» **Given instruction**: Can you resume the passage below on what it means to truly listen, carrying it on from its final sentence?

***** Passage provided

This month, we’ll be talking about The Hero Who Listens – and the first episode focuses on What it means to Truly Listen.

When we first moved to the farm, I was so eager to immerse myself into every single aspect of living out that Simple Life I’ve always dreamed of. I wanted to grow my own food, play with the cows, cuddle the chickens, and spend time in the kitchen baking and cooking up a storm. What I didn’t want to do was listen to anything that sounded like farm wisdom – things like ‘be sure to close and securely latch the barn gate behind you’, or when someone suggested that maybe it’s time to get the back door fixed’. And not listening to that wisdom is why I woke up before daylight one morning, flipped on a switch, and found the 4-day old baby bull standing in my kitchen bellowing for his morning bottle.

Yeah, learning how to listen – to truly listen, can be a good thing in life. 

If it helps you to understand what it means to truly listen, try looking at it from a different perspective. When was the last time you felt really listened to? I don’t mean someone nodding while half-checking their phone or waiting politely for their turn to talk. I mean the kind of listening that made you feel like you could exhale a little. Like you didn’t have to rush, explain yourself twice, or clean up your thoughts before you shared them.

If you have an answer that comes easily, you’re one of the lucky ones. Most of us have to think about that for a minute. Or two. Or longer.

Listening sounds simple. We all do it, right? Our ears work just fine. But truly listening — the kind that makes another person feel seen and steady — is something else entirely. It’s quieter. Slower. Less impressive on the surface. And oddly enough, it’s one of the most heroic things a person can offer.

We tend to think of heroes as people who act. People who fix. Someone who steps in with solutions and plans and confident words. But some of the strongest hero moments in life don’t require action at all. They require presence. And presence is a lot harder than it looks.

True listening asks us to stay put when every part of us wants to move. It asks us to resist the urge to explain, correct, reassure, or share our own story just a little too quickly. It asks us to be comfortable with pauses, with emotion, with not knowing what to say next.

And if you’re anything like me, that last part can feel downright uncomfortable.

I used to think I was a good listener. I cared deeply about people. I wanted to help. I wanted to be useful. But somewhere along the way, I realized that my version of listening often came with an agenda. I was already thinking about what to say next. Already lining up advice. My mind was busy deciding how I would respond before the other person had even finished their sentence. I wasn’t listening to understand. I was listening to reply.

And in the process, I missed a lot of what was being said. That realization was a little humbling. And honestly, it still sneaks up on me. Theoretically speaking, I’m still not latching the barn gate.

True listening isn’t passive. It’s not lazy or indifferent. It takes effort. It takes restraint. It takes the willingness to say, “This moment is not about me being impressive. It’s about me being available.” And availability is rare.

We live in a loud world. Everyone has an opinion, a platform, a response ready to go. Silence feels awkward. Pauses feel like mistakes. We rush to fill the space because empty space makes us nervous. But listening lives in that space. It needs room to breathe.

When someone starts sharing something tender — a worry, a frustration, a fear they haven’t fully sorted out yet — what they’re often really asking is, “Can I sit here with this for a minute without being rushed?”

**********
***** Dataset excerpt

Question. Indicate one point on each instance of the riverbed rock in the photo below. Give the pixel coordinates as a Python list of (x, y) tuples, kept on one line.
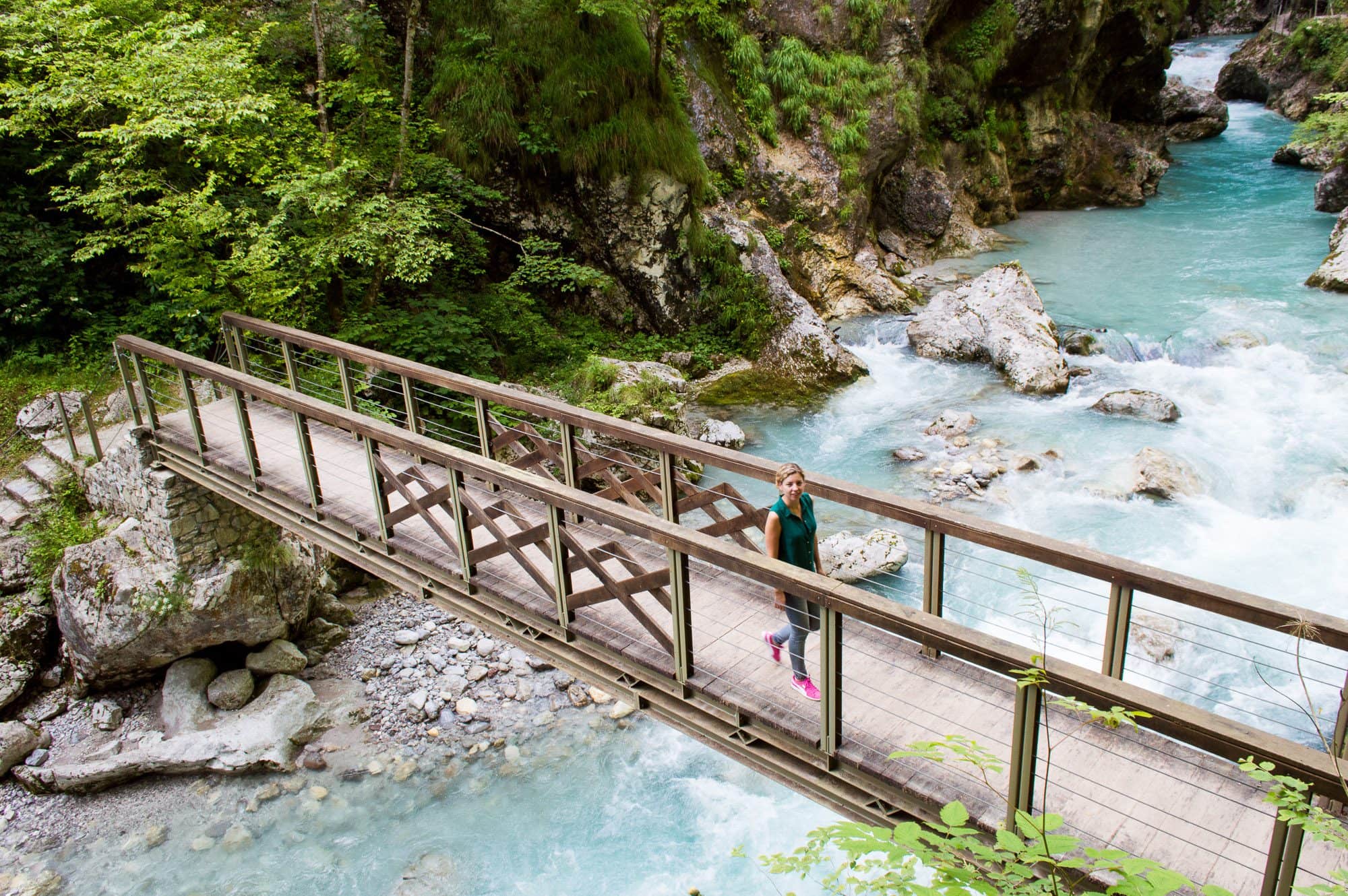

**********

» **Result**:
True listening says yes to that question.

It says, “You don’t need to have the right words yet.”
 It says, “You don’t need to make this neat for me.”
 And sometimes that quiet steadiness speaks louder than any advice ever could.

That kind of listening doesn’t require special training. It doesn’t require perfect phrasing. It doesn’t even require wisdom. What it requires is attention — undivided, unrushed attention. And that’s where things get tricky.

Because attention is costly. It asks us to put down distractions. It asks us to quiet our inner commentary. It asks us to stay engaged even when the story is long, or repetitive, or uncomfortable.

It also asks us to trust that simply being present is enough.

That can feel counterintuitive, especially for those of us who like to be helpful. We want to contribute something tangible. Advice feels productive. Fixes feel efficient. Silence can feel like failure.

But silence, when paired with care, can be incredibly generous.

There’s something powerful about sitting across from someone and letting their words land without rushing in to rearrange them. It creates a sense of safety. A sense that they don’t have to perform or persuade. They can simply be honest.

One of the simplest ways to practice true listening is also one of the hardest: letting the other person finish completely before responding. Not just finishing the sentence - but finishing the thought. Sometimes people talk in circles before they can find the heart of what they’re trying to say. If we interrupt too soon, we miss it.

Listening also means noticing what isn’t being said. The pauses. The sighs. The way someone avoids certain words or lingers on others. Those details matter. They’re often where the real story lives.

And here’s where a little porch-level honesty comes in: true listening takes patience. It takes energy. Some days we’re better at it than others. Some days our minds wander, our feet itch, and our to-do list is bellowing for attention.

That doesn’t mean we’ve failed. It just means we’re human.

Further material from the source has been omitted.